— Start PROVIDED DATA —

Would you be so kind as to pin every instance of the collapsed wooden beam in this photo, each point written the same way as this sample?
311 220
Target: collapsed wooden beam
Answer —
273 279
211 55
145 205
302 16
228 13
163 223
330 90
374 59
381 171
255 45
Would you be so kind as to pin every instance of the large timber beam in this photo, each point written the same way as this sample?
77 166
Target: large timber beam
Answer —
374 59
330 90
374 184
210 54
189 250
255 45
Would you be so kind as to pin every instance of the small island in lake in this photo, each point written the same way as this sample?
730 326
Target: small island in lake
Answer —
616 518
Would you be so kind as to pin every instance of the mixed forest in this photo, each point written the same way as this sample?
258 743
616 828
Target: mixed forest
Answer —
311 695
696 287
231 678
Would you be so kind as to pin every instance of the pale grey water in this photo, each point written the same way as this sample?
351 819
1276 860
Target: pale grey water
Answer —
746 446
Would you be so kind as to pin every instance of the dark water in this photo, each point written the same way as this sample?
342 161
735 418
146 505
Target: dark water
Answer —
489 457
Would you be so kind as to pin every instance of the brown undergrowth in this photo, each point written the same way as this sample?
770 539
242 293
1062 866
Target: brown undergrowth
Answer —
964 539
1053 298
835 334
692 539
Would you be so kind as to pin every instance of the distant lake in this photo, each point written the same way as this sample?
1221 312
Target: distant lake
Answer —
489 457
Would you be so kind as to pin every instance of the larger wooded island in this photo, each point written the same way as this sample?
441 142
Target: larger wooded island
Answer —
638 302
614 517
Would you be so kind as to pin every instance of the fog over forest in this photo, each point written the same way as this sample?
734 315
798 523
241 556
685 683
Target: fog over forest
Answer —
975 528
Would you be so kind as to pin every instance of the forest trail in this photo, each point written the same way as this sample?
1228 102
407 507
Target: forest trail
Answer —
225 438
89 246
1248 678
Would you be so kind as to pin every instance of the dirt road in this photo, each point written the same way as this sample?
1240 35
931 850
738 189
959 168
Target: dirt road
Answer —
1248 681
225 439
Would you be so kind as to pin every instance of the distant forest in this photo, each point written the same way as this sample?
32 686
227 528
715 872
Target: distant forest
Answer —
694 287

— End PROVIDED DATA —

**WHAT THE TASK REQUIRES:** Reproduce all of the data above, substituting "Label:" for every occurrence of "Target:" and leaving everything else unchanged.

**WRITTEN ANSWER:**
Would you be so kind as to pin every instance of the collapsed wooden beam in this photo, each point written the same way as this sample?
311 220
Label: collapsed wooden beam
Answer —
273 279
211 55
145 205
302 16
228 13
163 223
330 90
374 59
381 171
255 45
Would you be so kind as to pin every instance of the large timber beam in this photo, each point written the same way as this sample?
77 166
Label: large timber beam
Answer —
374 59
330 90
374 184
210 54
189 250
255 45
Would you be so kind as to pin every instance of the small island in lake in this photo, each point written the same way as this sample?
730 326
Label: small island in lake
Answer —
616 518
Would you be so kind as to pin every instance of the mixed forest in this photo, each point written the same way as this sample?
258 743
616 828
Label: mixed forest
Answer —
311 695
696 287
231 678
Would you be so kind as to pin every instance of the pale grey water in this photo, each point written the same way as this sample?
351 819
1276 860
Label: pale grey water
Answer —
746 446
Would you be so kind as to pin every instance of the dark water in this photo, each point written the same way as this sample?
342 161
735 418
146 505
Label: dark water
Answer —
489 457
Would you be so kind as to pin every instance of the brown undergrowth in this photo, each point written the same way as this sample?
770 539
242 293
1062 866
Label: brown undergrowth
Answer —
964 539
1053 298
835 334
692 539
Would you be so kind as to pin every instance of the distant lake in this photo, each point written the same way as this sample?
1221 312
Label: distant lake
Answer —
489 457
Would you be so kind as to pin every instance of the larger wooded island in this photo, each point written the same way as this sample?
441 142
Label: larger wooded island
Answer —
638 302
614 517
Would you be so kind as to pin every instance of the fog over forest in this photo, each point written the same way as this sample?
734 315
798 523
241 556
685 683
Label: fog over forest
Answer —
975 528
Would you be so kind as to pin every instance of the forest trail in this photo, each point written the same way as this sample?
1228 102
407 507
Label: forest trail
Answer —
225 438
89 246
1248 678
Would you be so kind as to pin every instance of the dirt road in this photo, each point written the same way as this sample?
1240 35
931 850
738 189
959 168
Label: dirt road
Answer —
1248 681
225 439
Would you be so kind as to pin every instance of the distant forest in this photo, each point written the same way as this sample?
32 686
227 528
715 872
Label: distant forest
Answer —
694 287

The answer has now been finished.